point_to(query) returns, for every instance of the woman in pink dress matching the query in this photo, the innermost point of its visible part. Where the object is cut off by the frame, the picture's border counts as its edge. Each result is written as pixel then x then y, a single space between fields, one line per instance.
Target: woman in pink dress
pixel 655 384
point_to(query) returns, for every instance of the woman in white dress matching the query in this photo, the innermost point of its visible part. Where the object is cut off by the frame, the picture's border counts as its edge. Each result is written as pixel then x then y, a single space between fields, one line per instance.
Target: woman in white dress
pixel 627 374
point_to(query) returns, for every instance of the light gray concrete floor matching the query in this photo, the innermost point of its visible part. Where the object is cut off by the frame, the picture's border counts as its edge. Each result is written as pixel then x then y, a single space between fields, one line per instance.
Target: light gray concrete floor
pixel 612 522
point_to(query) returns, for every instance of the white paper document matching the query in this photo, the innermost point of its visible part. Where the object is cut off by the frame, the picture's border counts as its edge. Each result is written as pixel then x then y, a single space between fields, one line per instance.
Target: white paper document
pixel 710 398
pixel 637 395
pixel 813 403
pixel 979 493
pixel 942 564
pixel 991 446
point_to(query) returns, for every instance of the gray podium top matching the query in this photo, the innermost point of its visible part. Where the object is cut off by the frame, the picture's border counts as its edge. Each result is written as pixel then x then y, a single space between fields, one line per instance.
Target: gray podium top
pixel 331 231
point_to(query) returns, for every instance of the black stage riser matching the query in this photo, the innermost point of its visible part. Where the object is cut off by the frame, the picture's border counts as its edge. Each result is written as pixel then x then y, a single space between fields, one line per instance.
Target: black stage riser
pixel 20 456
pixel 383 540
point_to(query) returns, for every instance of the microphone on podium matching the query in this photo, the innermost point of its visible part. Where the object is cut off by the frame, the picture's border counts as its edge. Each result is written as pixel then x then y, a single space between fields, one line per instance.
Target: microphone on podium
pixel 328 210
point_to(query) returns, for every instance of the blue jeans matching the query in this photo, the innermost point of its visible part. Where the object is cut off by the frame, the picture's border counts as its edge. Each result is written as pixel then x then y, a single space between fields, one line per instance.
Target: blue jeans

++++

Rewrite the records above, putting "lectern" wherever "podium" appears and leaving every other word as it is.

● Output below:
point_to(query) returns, for every instance of the woman in pink dress matching the query in this photo, the innermost point of its visible part. Where the object is cut off by the frame, the picture's border counts as its edge. Each result is written as pixel then x then y, a single space between fields, one line per instance.
Target: woman in pink dress
pixel 655 384
point_to(query) returns, for every instance of the woman in white dress matching the query in this photo, the innermost point of its visible part. Where the object is cut off by the frame, the picture's border counts as its edge. Each result is written as pixel then x then y, a single space between fields, one line per instance.
Target: woman in white dress
pixel 627 374
point_to(query) returns, for every instance of the light gray concrete floor matching the query in this photo, the innermost point of its visible part. Where the object is cut off by the frame, the picture's border counts as its edge. Each result is written as pixel then x then y, a single space between fields, one line per instance.
Target: light gray concrete floor
pixel 612 522
point_to(query) returns, for every instance of the white paper document matching the query in this photo, the innermost point of its visible part. Where the object is cut off by the frame, the picture's border counts as its edge. Each result is written as pixel then x then y, a single space between fields, one line per instance.
Target: white paper document
pixel 710 398
pixel 637 395
pixel 813 403
pixel 979 493
pixel 942 564
pixel 991 446
point_to(query) returns, for every instance of the gray lectern top matching the query in this photo, the innermost point of its visible part. Where the object is cut off by the frame, the picture's border counts as its edge. Each result is written as pixel then x then y, a single space between fields, one line per instance.
Target: gray lectern top
pixel 331 231
point_to(query) returns, for every instance of the black stage riser matching the query in this photo, the innermost point of its visible part. Where the object is cut off by the frame, the picture's border counts as its edge. Each result is written as pixel then x then y, a single space between fields, one line per instance.
Target: black stage riser
pixel 20 456
pixel 383 540
point_to(query) returns, for every instance of the microphone on lectern matching the query in this photo, the innermost point of its visible part. Where the object is cut off by the frame, the picture's border counts as its edge. Each result is written as pixel then x then y, a single space between fields, one line per instance.
Target: microphone on lectern
pixel 328 210
point_to(query) returns, for every instance of the blue jeans matching the query in this photo, the innermost point of its visible part. Where the object is cut off by the frame, the picture's border counts as its edge. Each result is written as pixel then x then y, a single space between fields, one line per instance.
Target: blue jeans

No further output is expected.